**Условие задачи 1**
Переведите на английский язык предложение из интервью Любови Казарновской: «Они воспринимают и слышат намного больше, чем мы думаем».
**Условие задачи 2**
Выведите без изменений все строки записей, в которых встречается слово «this».

--

Хорошая бацилла от Любови Казарновской

Как оперное пение соединить с человеческой жизнью

«Когда я увидела в сцене бала, что Татьяна и Онегин не могут станцевать вальс из-за того, что у Татьяны не позволяет грудь, а у Онегина — живот, я выскочила из зала с ревом»

7 мая 2008, №17 (47)
размер текста: aaa

Как вы узнали, что музыка — это ваша судьба?

Я пела. Вот сколько себя помню, все время пела — пела все, что слышала. Я еще не ходила, мне было 10 месяцев, и на звук «а» или какой-то мне одной ведомый звук я воспроизводила все, что слышала. Видимо, эта потребность в мелодии, в ее выражении во мне была всегда. И я думаю, что это самое правильное. У ребенка потребность воспроизводить мелодию, если он музыкальный, возникает очень рано. Мой сын, еще будучи во мне, когда я была на седьмом-восьмом-девятом месяце беременности (я очень долго пела, работала до конца восьмого месяца), удивительно себя вел. Последний мой контракт был в Испании — «Реквием» Верди в Мадриде. И там солисты поют поочередно. Когда я садилась, он просто хулиганил со страшной силой — у меня платье гуляло во все стороны. А как только я начинала петь и особенно вот эти совершенно невероятные места в «Реквиеме» Верди — «Освободи меня, Боже» (Libera me, Domine) — он затихал, и во мне была полная тишина и какое-то умиротворение. То есть они там внутри все слышат. И мало того что слышат, они вибрируют вместе с тобой в этих вибрациях. И когда он родился, он был у нас достаточно спокойный парень, но когда мы ставили Моцарта и Верди, у него была блаженная улыбка на лице. Ну, что эта кроха понимает? Но он лежал тихо-тихо, и у него такое было выражение, как будто он не здесь, и мы вообще его не слышали и не видели. Они воспринимают и слышат намного больше, чем мы думаем.

**Исходные записи**
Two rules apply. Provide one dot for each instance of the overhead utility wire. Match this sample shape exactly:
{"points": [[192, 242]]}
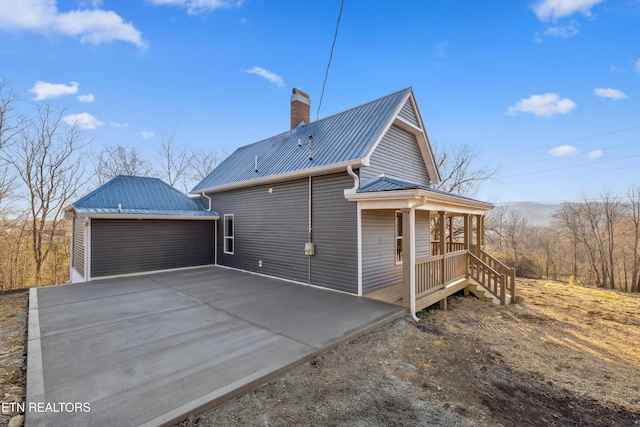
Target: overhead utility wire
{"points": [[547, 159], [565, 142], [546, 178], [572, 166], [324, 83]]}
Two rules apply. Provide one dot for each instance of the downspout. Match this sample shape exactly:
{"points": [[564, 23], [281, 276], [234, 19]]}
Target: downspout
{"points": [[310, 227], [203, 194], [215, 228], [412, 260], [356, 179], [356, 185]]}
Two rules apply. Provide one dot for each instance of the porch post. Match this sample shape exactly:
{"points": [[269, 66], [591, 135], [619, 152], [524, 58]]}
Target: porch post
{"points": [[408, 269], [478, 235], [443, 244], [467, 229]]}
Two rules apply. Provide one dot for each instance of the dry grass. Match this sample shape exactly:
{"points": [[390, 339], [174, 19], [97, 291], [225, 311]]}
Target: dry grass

--

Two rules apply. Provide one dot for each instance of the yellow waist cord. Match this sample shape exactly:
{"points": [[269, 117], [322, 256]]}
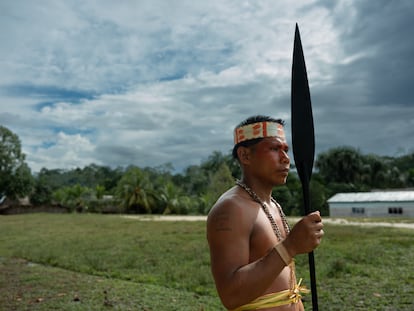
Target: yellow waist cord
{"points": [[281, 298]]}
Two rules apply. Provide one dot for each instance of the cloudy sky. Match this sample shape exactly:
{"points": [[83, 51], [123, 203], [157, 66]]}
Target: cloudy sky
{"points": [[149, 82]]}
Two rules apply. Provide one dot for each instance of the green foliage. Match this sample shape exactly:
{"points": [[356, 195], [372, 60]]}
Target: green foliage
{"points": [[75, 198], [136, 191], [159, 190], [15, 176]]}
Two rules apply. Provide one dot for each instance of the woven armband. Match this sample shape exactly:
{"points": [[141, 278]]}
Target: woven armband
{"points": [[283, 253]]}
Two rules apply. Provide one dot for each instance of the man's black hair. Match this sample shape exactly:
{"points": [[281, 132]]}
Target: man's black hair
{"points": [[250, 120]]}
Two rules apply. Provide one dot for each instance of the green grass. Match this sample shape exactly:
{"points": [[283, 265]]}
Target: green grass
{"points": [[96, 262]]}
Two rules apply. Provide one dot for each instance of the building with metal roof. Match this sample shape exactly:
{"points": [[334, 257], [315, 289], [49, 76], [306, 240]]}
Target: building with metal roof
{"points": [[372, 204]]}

**Результат выполнения 1**
They perceive and hear much more than we think.

**Результат выполнения 2**
Two rules apply. Provide one dot for each instance of the overhead utility wire. Match this sample shape exactly:
Two rules apply. Provide one dot for each instance of the downspout. Match this sample shape exactly:
Two rules apply. Provide one dot for each instance of the porch post. Match this sample shape exactly:
Two rules apply. Provide one dot for each instance of the dry grass. Match this sample shape exactly:
Two rules apply. Provide one dot for each instance of the yellow waist cord. Match this sample shape exactly:
Two rules apply. Provide one dot for each instance of the cloudy sky. Match this sample shape exactly:
Two rules apply. Provide one dot for each instance of the green foliage. Match this sample shape exactly:
Two rules apply. Provide one dot for each instance of the woven armband. Match this sample shape exactly:
Two rules apply. Provide one dot for each instance of the man's black hair. Match this sample shape exactly:
Two rules apply. Provide one dot for each instance of the green grass. Match this sample shape exactly:
Two rules apply. Provide one dot for each instance of the building with metal roof. Match this sample shape exactly:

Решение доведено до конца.